# GOAL
Could you rewrite the lines below as a JSON list of strings, one string per line, skipping blank lines and leaving out the pictures?

# TASK MATERIAL

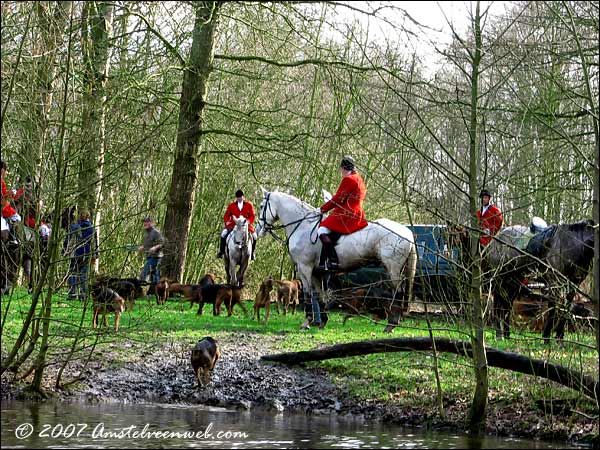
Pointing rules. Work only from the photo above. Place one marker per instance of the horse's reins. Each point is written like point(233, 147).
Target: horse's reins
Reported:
point(270, 227)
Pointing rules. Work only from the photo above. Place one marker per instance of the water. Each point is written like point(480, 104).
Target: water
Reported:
point(79, 425)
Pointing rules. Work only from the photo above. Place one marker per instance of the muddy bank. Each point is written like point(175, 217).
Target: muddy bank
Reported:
point(140, 372)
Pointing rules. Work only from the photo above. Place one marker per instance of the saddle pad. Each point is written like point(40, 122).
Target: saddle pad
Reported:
point(537, 244)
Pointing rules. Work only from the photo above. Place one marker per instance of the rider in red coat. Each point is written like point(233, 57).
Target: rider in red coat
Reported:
point(237, 208)
point(347, 215)
point(490, 218)
point(7, 210)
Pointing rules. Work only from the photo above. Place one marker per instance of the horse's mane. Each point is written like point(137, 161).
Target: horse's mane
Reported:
point(290, 197)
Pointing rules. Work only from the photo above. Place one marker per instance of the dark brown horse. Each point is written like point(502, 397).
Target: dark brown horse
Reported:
point(562, 260)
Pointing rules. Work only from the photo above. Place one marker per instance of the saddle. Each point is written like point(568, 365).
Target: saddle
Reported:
point(538, 244)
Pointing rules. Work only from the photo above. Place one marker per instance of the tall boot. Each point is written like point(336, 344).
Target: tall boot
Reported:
point(222, 247)
point(328, 260)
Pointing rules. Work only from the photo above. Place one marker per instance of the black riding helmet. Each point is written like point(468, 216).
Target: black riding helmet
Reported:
point(347, 163)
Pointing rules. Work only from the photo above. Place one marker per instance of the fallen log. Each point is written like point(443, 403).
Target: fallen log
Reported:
point(496, 358)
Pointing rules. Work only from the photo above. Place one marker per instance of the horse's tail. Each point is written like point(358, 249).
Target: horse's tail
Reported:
point(410, 269)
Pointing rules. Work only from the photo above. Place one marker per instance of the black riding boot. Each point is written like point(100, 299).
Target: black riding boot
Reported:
point(328, 259)
point(222, 247)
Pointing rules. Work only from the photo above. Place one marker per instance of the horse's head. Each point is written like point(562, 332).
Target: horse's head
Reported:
point(268, 214)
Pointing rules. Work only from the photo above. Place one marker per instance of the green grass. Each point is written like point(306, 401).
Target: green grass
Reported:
point(403, 378)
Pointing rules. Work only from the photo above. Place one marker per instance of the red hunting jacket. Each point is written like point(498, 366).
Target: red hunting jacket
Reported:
point(233, 211)
point(491, 221)
point(347, 215)
point(7, 210)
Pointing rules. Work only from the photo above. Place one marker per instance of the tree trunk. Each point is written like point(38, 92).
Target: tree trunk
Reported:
point(97, 20)
point(477, 412)
point(181, 195)
point(495, 358)
point(53, 246)
point(52, 27)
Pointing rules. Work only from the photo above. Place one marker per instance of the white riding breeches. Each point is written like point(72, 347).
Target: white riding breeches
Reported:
point(225, 232)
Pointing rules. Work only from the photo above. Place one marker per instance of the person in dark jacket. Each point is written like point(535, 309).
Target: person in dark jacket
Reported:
point(81, 246)
point(152, 248)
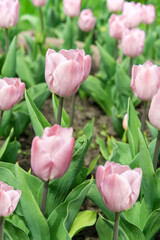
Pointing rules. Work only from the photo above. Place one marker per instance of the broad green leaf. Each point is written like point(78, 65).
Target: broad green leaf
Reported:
point(33, 216)
point(84, 219)
point(9, 66)
point(38, 120)
point(62, 218)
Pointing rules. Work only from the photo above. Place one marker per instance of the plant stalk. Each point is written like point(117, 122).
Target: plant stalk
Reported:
point(156, 152)
point(144, 115)
point(44, 197)
point(60, 110)
point(116, 223)
point(2, 220)
point(73, 109)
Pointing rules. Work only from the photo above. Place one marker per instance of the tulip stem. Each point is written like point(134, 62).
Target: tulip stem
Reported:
point(2, 220)
point(6, 39)
point(44, 197)
point(116, 223)
point(156, 152)
point(144, 115)
point(73, 109)
point(60, 110)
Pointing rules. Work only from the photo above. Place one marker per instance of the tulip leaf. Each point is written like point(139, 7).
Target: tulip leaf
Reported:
point(150, 184)
point(12, 232)
point(32, 214)
point(152, 225)
point(9, 66)
point(84, 219)
point(133, 126)
point(62, 218)
point(65, 118)
point(38, 120)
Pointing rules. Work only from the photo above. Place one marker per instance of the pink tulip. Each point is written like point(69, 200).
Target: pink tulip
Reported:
point(51, 154)
point(66, 70)
point(117, 25)
point(145, 80)
point(132, 43)
point(11, 91)
point(154, 113)
point(115, 5)
point(149, 14)
point(119, 185)
point(9, 10)
point(9, 199)
point(72, 8)
point(133, 13)
point(39, 3)
point(86, 21)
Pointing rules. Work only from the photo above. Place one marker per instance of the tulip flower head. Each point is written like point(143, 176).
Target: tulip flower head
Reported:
point(115, 5)
point(154, 113)
point(145, 81)
point(117, 26)
point(66, 70)
point(149, 14)
point(119, 185)
point(86, 21)
point(9, 10)
point(72, 8)
point(51, 154)
point(9, 199)
point(11, 91)
point(133, 13)
point(39, 3)
point(132, 43)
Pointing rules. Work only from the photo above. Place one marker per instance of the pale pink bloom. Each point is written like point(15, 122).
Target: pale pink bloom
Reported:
point(51, 154)
point(117, 26)
point(125, 121)
point(66, 70)
point(9, 199)
point(115, 5)
point(9, 13)
point(133, 13)
point(132, 43)
point(86, 21)
point(119, 185)
point(39, 3)
point(149, 14)
point(72, 8)
point(11, 91)
point(154, 111)
point(145, 81)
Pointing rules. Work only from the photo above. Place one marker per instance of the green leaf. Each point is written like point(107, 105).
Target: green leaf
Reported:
point(62, 218)
point(9, 66)
point(38, 120)
point(33, 216)
point(84, 219)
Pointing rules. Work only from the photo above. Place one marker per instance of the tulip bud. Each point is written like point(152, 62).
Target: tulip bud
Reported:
point(66, 70)
point(117, 26)
point(145, 80)
point(119, 185)
point(51, 154)
point(9, 199)
point(72, 8)
point(133, 13)
point(86, 21)
point(39, 3)
point(9, 10)
point(115, 6)
point(149, 14)
point(132, 43)
point(154, 113)
point(11, 91)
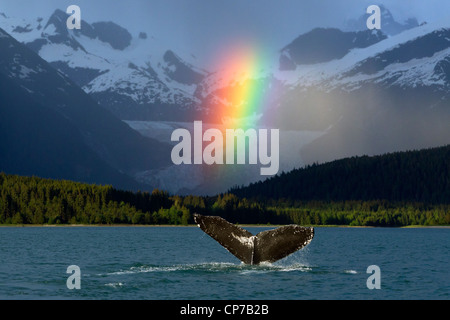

# TASK RESULT
[
  "Pointing rules. Work only from the photo above. Place one marker per instance of the horse's reins. Each point is written like point(233, 147).",
  "Target: horse's reins",
  "Reported:",
  "point(270, 227)",
  "Pointing rules. Work only from the photo above. Place one marker per instance of the water. Each point is written like point(480, 104).",
  "Target: water",
  "Reported:",
  "point(79, 425)",
  "Pointing rules. Work only from the photo above. Place one marker per instance of the muddy bank. Each point is written like point(175, 217).",
  "Target: muddy bank",
  "Reported:",
  "point(140, 372)",
  "Pointing rules. Work only from the photo above. Place one marker per instance of the saddle pad. Each point is written like point(40, 122).",
  "Target: saddle pad",
  "Reported:",
  "point(537, 244)",
  "Pointing rules. Work only from the photo above. Place one marker per instance of the rider in red coat. Each point is written like point(233, 57).",
  "Target: rider in red coat",
  "Reported:",
  "point(237, 208)",
  "point(347, 215)",
  "point(490, 218)",
  "point(7, 210)",
  "Pointing rules. Work only from the photo above. Place one marker per instance of the horse's mane. Each point is written like point(137, 161).",
  "Target: horse's mane",
  "Reported:",
  "point(290, 197)",
  "Pointing rules. Work only from the photo above. Place one marker per instance of the dark brown horse. Each point is written like point(502, 397).",
  "Target: dark brown horse",
  "Reported:",
  "point(562, 260)",
  "Pointing rules. Work only from the photo above. Place one marker per instance of the saddle. Each point is written like point(568, 365).",
  "Target: saddle",
  "Reported:",
  "point(538, 244)",
  "Pointing rules. Work only from the photo above. Place one marker per instance of the tall boot. Each point is written like point(336, 344).",
  "Target: tall boot",
  "Reported:",
  "point(222, 247)",
  "point(328, 260)",
  "Pointing rules. Work only from the photo above. Place one marker per instance of the black riding helmet. Each point is written like point(468, 216).",
  "Target: black riding helmet",
  "Reported:",
  "point(347, 163)",
  "Pointing rules. Work only from the photo above. Place one marker per instance of the fallen log. Each point is written like point(443, 403).",
  "Target: fallen log",
  "Reported:",
  "point(496, 358)",
  "Pointing rules. Work only from the photo above. Place one marker per instance of the horse's tail. Each point is written like point(358, 249).",
  "Target: horse's tail",
  "Reported:",
  "point(410, 269)",
  "Pointing rules. Work only from the photo above. Place one marker per instance of the black riding boot. Each point is written like point(100, 299).",
  "Target: black riding boot",
  "Reported:",
  "point(328, 259)",
  "point(222, 247)",
  "Pointing rules. Work only from the photo above. Place one marker per instance of the horse's head. Each point is written like point(562, 332).",
  "Target: horse's head",
  "Reported:",
  "point(268, 214)",
  "Pointing rules. Work only from the photo above. Place one marker per instance of the green grass. Each point is written like point(306, 401).",
  "Target: green grass",
  "Reported:",
  "point(403, 378)",
  "Pointing rules. Work only from the photo above. Place one marker per instance of the red hunting jacket. Each point is written like point(498, 366).",
  "Target: red hunting jacket",
  "Reported:",
  "point(233, 211)",
  "point(491, 221)",
  "point(347, 215)",
  "point(7, 210)",
  "Pointing rules. Work only from the photo above. Place one marker per instance of the tree trunk. Each point is written like point(38, 92).",
  "Target: tree trunk",
  "Reported:",
  "point(97, 20)",
  "point(477, 412)",
  "point(181, 195)",
  "point(495, 358)",
  "point(53, 246)",
  "point(52, 27)",
  "Pointing rules. Work only from the photo above. Place one marker per instance of the white riding breeches. Each point is written like point(72, 347).",
  "Target: white riding breeches",
  "Reported:",
  "point(225, 232)",
  "Pointing rules. Work only from the photo above. Place one marker per instance of the person in dark jacket. Each point is written like point(535, 309).",
  "Target: person in dark jacket",
  "Reported:",
  "point(81, 246)",
  "point(152, 248)",
  "Pointing rules. Work only from the photo above. Place one marker per instance of the broad green leaf. Each point is written like point(78, 65).",
  "Target: broad green leaf",
  "Reported:",
  "point(33, 216)",
  "point(84, 219)",
  "point(9, 66)",
  "point(38, 120)",
  "point(62, 218)",
  "Pointing rules. Work only from the photo above. Place one marker per instance of the plant stalk. Each point is written like point(117, 122).",
  "Target: plant stalk",
  "Reported:",
  "point(156, 152)",
  "point(144, 115)",
  "point(44, 197)",
  "point(60, 110)",
  "point(116, 223)",
  "point(2, 220)",
  "point(73, 109)",
  "Pointing rules. Work only from the photo above. Place one marker per instance of the tulip stem. Each point is written like point(134, 62).",
  "Target: tulip stem",
  "Reported:",
  "point(2, 220)",
  "point(6, 39)",
  "point(44, 197)",
  "point(116, 223)",
  "point(156, 152)",
  "point(144, 115)",
  "point(73, 109)",
  "point(60, 110)",
  "Pointing rules. Work only from the photo above. Place one marker per instance of the tulip leaf. Each point is written like point(139, 7).",
  "Target: tulip leaf",
  "Reported:",
  "point(150, 184)",
  "point(12, 232)",
  "point(32, 214)",
  "point(152, 225)",
  "point(9, 66)",
  "point(84, 219)",
  "point(133, 126)",
  "point(62, 218)",
  "point(65, 118)",
  "point(38, 120)",
  "Pointing rules. Work only from the photo above. Place one marker per instance of the pink tulip. Each point is written like point(69, 200).",
  "Target: pink tulip",
  "Reported:",
  "point(51, 154)",
  "point(66, 70)",
  "point(117, 25)",
  "point(145, 80)",
  "point(132, 43)",
  "point(11, 91)",
  "point(154, 113)",
  "point(115, 5)",
  "point(149, 14)",
  "point(119, 185)",
  "point(9, 10)",
  "point(9, 199)",
  "point(72, 8)",
  "point(133, 13)",
  "point(39, 3)",
  "point(86, 21)",
  "Pointing rules. Work only from the photo above. Place one marker per instance of the tulip flower head. Each point is written like point(143, 176).",
  "Target: tulip flower head",
  "Reported:",
  "point(115, 5)",
  "point(154, 113)",
  "point(145, 81)",
  "point(117, 26)",
  "point(66, 70)",
  "point(149, 14)",
  "point(119, 185)",
  "point(86, 21)",
  "point(9, 10)",
  "point(72, 8)",
  "point(51, 154)",
  "point(9, 199)",
  "point(11, 91)",
  "point(133, 13)",
  "point(39, 3)",
  "point(132, 43)",
  "Pointing rules. Work only from the photo above. Place one marker per instance of the pale pink bloom. Each point is written like point(15, 122).",
  "Target: pale pink bloom",
  "Reported:",
  "point(51, 154)",
  "point(117, 26)",
  "point(125, 121)",
  "point(66, 70)",
  "point(9, 199)",
  "point(115, 5)",
  "point(9, 13)",
  "point(133, 13)",
  "point(132, 43)",
  "point(86, 21)",
  "point(119, 185)",
  "point(39, 3)",
  "point(149, 14)",
  "point(72, 8)",
  "point(11, 91)",
  "point(154, 111)",
  "point(145, 81)",
  "Pointing rules. Work only from the photo above. Place one marker per instance of the green leaf. Each point is written like point(107, 105).",
  "Target: green leaf",
  "Reported:",
  "point(62, 218)",
  "point(9, 66)",
  "point(38, 120)",
  "point(33, 216)",
  "point(84, 219)",
  "Pointing rules. Work only from the photo above. Place one marker per instance of the tulip bud. Each point is written like point(152, 62).",
  "Target: tulip bud",
  "Reported:",
  "point(66, 70)",
  "point(117, 26)",
  "point(145, 80)",
  "point(119, 185)",
  "point(51, 154)",
  "point(9, 199)",
  "point(72, 8)",
  "point(133, 13)",
  "point(86, 21)",
  "point(39, 3)",
  "point(9, 10)",
  "point(115, 6)",
  "point(149, 14)",
  "point(132, 43)",
  "point(154, 113)",
  "point(11, 91)"
]